◆ Dataset records
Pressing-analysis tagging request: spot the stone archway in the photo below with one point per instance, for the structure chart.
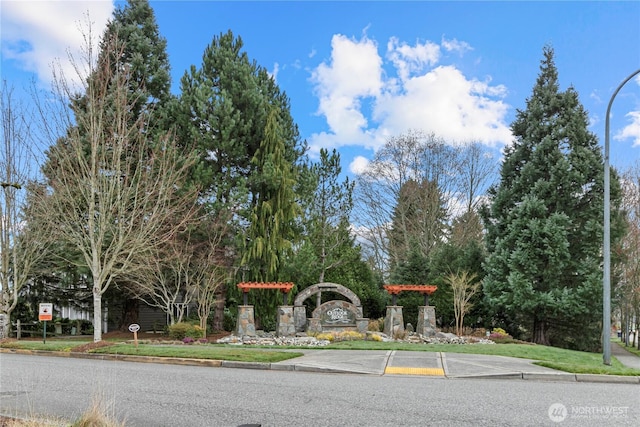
(343, 314)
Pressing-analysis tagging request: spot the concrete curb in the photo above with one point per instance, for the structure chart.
(536, 376)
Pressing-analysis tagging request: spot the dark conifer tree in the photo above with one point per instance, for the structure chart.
(544, 224)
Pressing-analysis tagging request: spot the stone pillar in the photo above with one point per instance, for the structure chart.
(393, 321)
(362, 324)
(315, 326)
(246, 324)
(426, 321)
(285, 326)
(300, 318)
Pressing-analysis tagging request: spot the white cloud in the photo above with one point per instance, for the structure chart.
(37, 34)
(274, 73)
(454, 45)
(409, 60)
(632, 130)
(358, 165)
(365, 99)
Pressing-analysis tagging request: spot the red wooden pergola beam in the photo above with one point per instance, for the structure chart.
(282, 286)
(423, 289)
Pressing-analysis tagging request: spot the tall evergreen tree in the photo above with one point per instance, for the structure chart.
(272, 219)
(223, 109)
(544, 230)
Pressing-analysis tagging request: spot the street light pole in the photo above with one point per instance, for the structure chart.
(606, 280)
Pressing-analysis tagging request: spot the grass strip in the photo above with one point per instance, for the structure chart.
(211, 352)
(551, 357)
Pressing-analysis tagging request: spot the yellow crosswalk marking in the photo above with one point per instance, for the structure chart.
(398, 370)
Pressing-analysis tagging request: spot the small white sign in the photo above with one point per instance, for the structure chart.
(45, 311)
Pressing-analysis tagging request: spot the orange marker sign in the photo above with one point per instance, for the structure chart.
(45, 312)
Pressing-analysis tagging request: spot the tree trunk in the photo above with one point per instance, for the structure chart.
(97, 315)
(130, 313)
(540, 329)
(218, 314)
(5, 326)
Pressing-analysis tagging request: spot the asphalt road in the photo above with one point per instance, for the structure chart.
(147, 394)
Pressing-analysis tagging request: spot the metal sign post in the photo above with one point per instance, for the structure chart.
(134, 327)
(45, 312)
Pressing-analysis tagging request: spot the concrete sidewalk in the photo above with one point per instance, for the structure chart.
(434, 364)
(625, 357)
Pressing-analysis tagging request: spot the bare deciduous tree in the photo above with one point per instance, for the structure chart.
(628, 289)
(463, 286)
(438, 180)
(114, 194)
(20, 248)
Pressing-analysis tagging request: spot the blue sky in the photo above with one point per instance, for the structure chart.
(359, 72)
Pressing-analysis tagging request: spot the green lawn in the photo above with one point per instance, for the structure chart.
(551, 357)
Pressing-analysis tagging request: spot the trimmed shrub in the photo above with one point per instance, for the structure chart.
(183, 329)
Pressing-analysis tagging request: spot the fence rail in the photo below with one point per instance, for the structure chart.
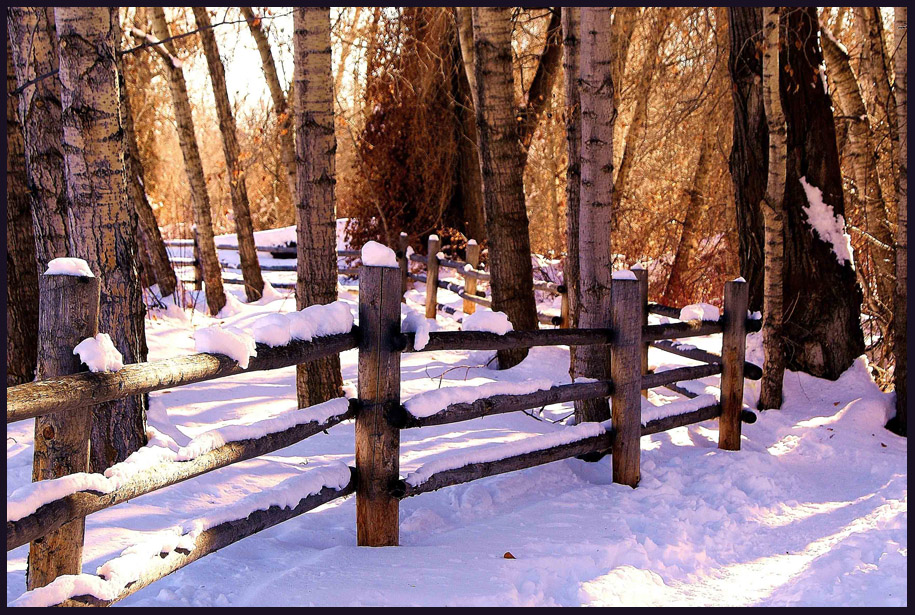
(378, 413)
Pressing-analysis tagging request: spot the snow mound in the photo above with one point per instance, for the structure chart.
(700, 311)
(375, 254)
(99, 354)
(828, 226)
(489, 321)
(69, 266)
(232, 342)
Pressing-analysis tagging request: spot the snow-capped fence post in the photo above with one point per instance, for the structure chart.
(642, 275)
(435, 245)
(67, 314)
(470, 284)
(402, 260)
(733, 353)
(377, 441)
(626, 375)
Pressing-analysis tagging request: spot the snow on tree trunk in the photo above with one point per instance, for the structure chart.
(235, 172)
(773, 209)
(200, 199)
(280, 103)
(34, 46)
(21, 266)
(821, 297)
(598, 116)
(502, 167)
(316, 281)
(900, 342)
(102, 224)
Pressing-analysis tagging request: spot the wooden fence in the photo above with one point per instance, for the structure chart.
(61, 404)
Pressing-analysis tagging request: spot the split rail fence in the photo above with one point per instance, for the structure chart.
(61, 402)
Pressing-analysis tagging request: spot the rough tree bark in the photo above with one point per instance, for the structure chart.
(502, 167)
(200, 199)
(772, 205)
(21, 266)
(821, 298)
(34, 47)
(280, 103)
(860, 155)
(316, 281)
(102, 224)
(571, 24)
(150, 242)
(235, 172)
(900, 343)
(598, 116)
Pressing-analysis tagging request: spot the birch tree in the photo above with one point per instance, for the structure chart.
(502, 166)
(598, 116)
(316, 281)
(200, 199)
(102, 224)
(34, 51)
(772, 205)
(235, 172)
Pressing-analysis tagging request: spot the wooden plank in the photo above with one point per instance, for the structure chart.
(435, 245)
(626, 374)
(218, 537)
(482, 340)
(377, 442)
(733, 354)
(500, 404)
(78, 390)
(78, 505)
(67, 314)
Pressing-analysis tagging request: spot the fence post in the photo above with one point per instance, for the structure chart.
(198, 271)
(67, 314)
(377, 442)
(642, 275)
(404, 262)
(625, 372)
(733, 354)
(470, 284)
(435, 245)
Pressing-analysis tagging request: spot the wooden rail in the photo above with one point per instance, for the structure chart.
(378, 412)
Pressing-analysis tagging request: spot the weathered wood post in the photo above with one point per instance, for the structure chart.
(198, 270)
(377, 442)
(435, 245)
(733, 354)
(403, 243)
(642, 275)
(626, 374)
(470, 284)
(67, 314)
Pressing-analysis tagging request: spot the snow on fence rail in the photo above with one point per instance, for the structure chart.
(53, 511)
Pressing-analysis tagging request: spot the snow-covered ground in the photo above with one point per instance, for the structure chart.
(811, 511)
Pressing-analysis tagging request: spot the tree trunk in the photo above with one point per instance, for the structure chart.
(34, 46)
(772, 205)
(149, 238)
(571, 25)
(200, 199)
(637, 127)
(596, 261)
(21, 266)
(821, 298)
(280, 103)
(102, 224)
(316, 281)
(899, 423)
(502, 167)
(677, 289)
(235, 172)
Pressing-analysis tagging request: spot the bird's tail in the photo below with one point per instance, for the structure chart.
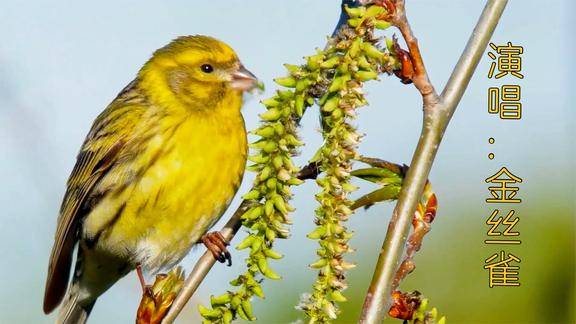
(73, 310)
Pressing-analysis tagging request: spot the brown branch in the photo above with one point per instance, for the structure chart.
(420, 78)
(437, 114)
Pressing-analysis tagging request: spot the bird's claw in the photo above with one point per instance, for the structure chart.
(216, 244)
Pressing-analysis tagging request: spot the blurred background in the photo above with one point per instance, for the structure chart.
(62, 62)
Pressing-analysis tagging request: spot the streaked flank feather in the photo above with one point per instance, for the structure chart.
(158, 168)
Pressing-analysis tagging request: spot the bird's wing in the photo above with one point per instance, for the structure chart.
(101, 149)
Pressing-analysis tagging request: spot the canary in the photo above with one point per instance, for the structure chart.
(158, 168)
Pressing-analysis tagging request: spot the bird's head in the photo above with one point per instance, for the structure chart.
(197, 71)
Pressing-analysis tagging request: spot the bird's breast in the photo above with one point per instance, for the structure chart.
(187, 175)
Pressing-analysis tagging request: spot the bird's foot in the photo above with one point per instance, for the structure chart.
(216, 243)
(146, 289)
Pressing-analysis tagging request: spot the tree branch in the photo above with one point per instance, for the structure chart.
(437, 114)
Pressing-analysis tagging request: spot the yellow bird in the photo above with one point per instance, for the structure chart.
(158, 168)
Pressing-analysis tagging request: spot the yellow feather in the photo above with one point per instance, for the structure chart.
(159, 167)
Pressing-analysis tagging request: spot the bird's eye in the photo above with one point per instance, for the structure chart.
(207, 68)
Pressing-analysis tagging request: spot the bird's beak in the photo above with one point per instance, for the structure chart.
(243, 80)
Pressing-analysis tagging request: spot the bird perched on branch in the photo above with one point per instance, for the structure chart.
(158, 168)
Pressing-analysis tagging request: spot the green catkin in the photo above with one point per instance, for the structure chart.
(321, 76)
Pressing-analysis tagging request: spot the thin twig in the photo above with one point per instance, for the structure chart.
(437, 115)
(205, 263)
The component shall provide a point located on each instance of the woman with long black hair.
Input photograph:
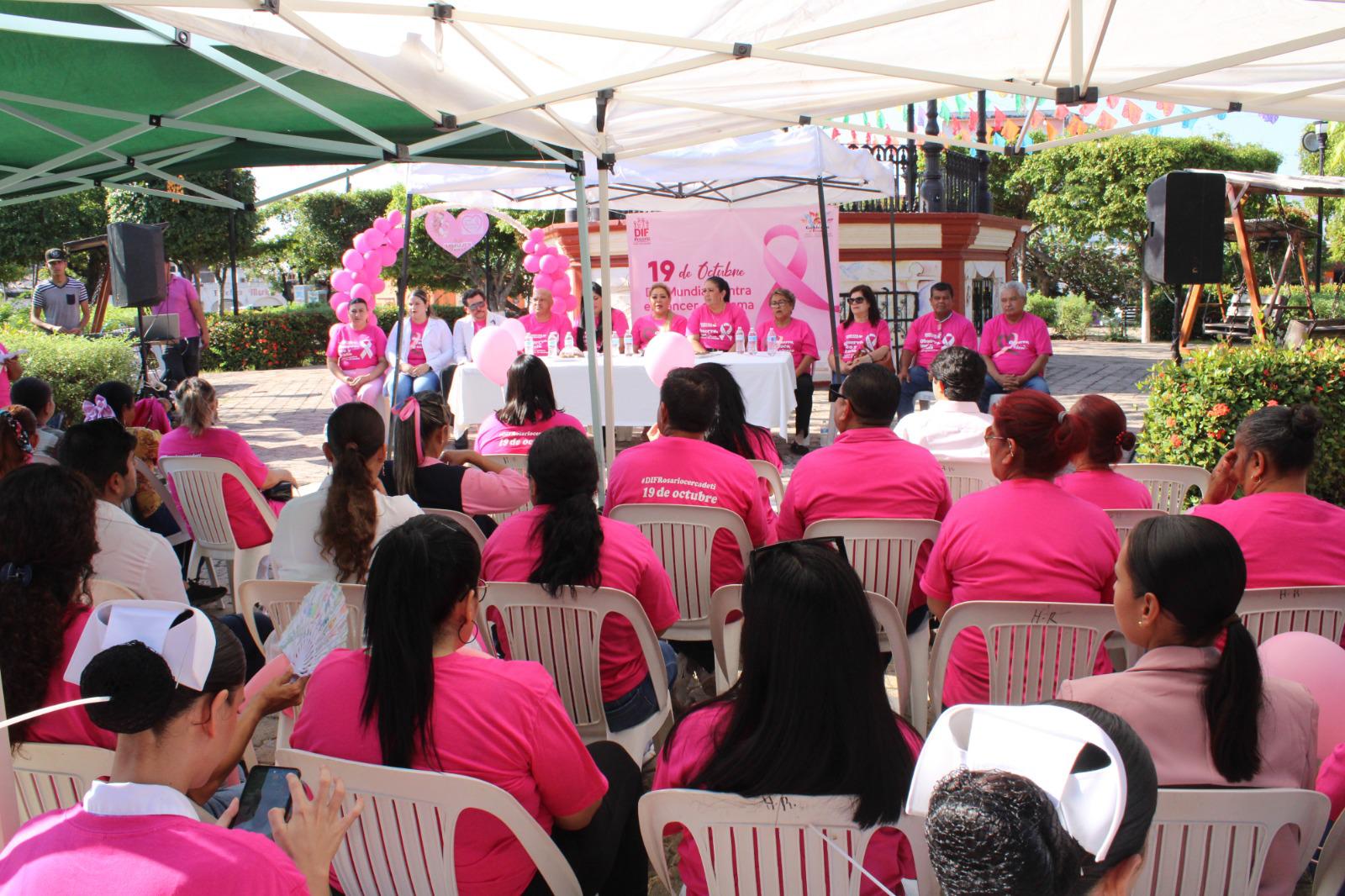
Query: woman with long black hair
(789, 727)
(564, 542)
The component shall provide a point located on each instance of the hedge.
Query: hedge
(1195, 409)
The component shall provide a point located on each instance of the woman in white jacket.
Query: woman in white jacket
(420, 351)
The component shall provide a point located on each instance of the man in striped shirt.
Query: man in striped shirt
(62, 300)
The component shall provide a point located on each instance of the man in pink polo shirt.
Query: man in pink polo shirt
(869, 472)
(928, 335)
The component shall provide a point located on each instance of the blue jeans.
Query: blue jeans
(408, 387)
(993, 389)
(919, 382)
(634, 707)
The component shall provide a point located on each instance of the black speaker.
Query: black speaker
(136, 255)
(1185, 242)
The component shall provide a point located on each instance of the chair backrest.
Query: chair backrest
(1168, 483)
(1032, 646)
(726, 635)
(1126, 519)
(53, 777)
(683, 537)
(199, 483)
(762, 845)
(1318, 609)
(767, 472)
(562, 634)
(966, 477)
(1215, 841)
(403, 841)
(884, 552)
(462, 519)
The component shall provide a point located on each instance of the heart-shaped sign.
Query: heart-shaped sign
(457, 235)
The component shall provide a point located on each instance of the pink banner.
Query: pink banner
(755, 249)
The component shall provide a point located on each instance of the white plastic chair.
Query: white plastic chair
(1215, 841)
(966, 477)
(683, 537)
(1318, 609)
(562, 634)
(1168, 483)
(199, 483)
(1126, 519)
(726, 636)
(462, 519)
(884, 552)
(53, 777)
(280, 600)
(403, 844)
(1032, 646)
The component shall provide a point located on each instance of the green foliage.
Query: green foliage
(1195, 409)
(73, 366)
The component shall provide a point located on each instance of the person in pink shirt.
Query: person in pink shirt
(1270, 461)
(529, 410)
(795, 338)
(541, 323)
(927, 336)
(1094, 478)
(564, 542)
(1015, 346)
(356, 356)
(715, 326)
(1179, 582)
(789, 727)
(661, 318)
(423, 696)
(199, 435)
(888, 478)
(1022, 540)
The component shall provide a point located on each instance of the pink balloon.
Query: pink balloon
(1318, 665)
(666, 353)
(493, 351)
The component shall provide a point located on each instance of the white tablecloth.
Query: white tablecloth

◆ Required action
Show a copy of each line from the records above in which the string "tablecloth" occurs.

◆ Solution to the problem
The component shall provide a point located on each instance of the white tablecloth.
Query: white tablecloth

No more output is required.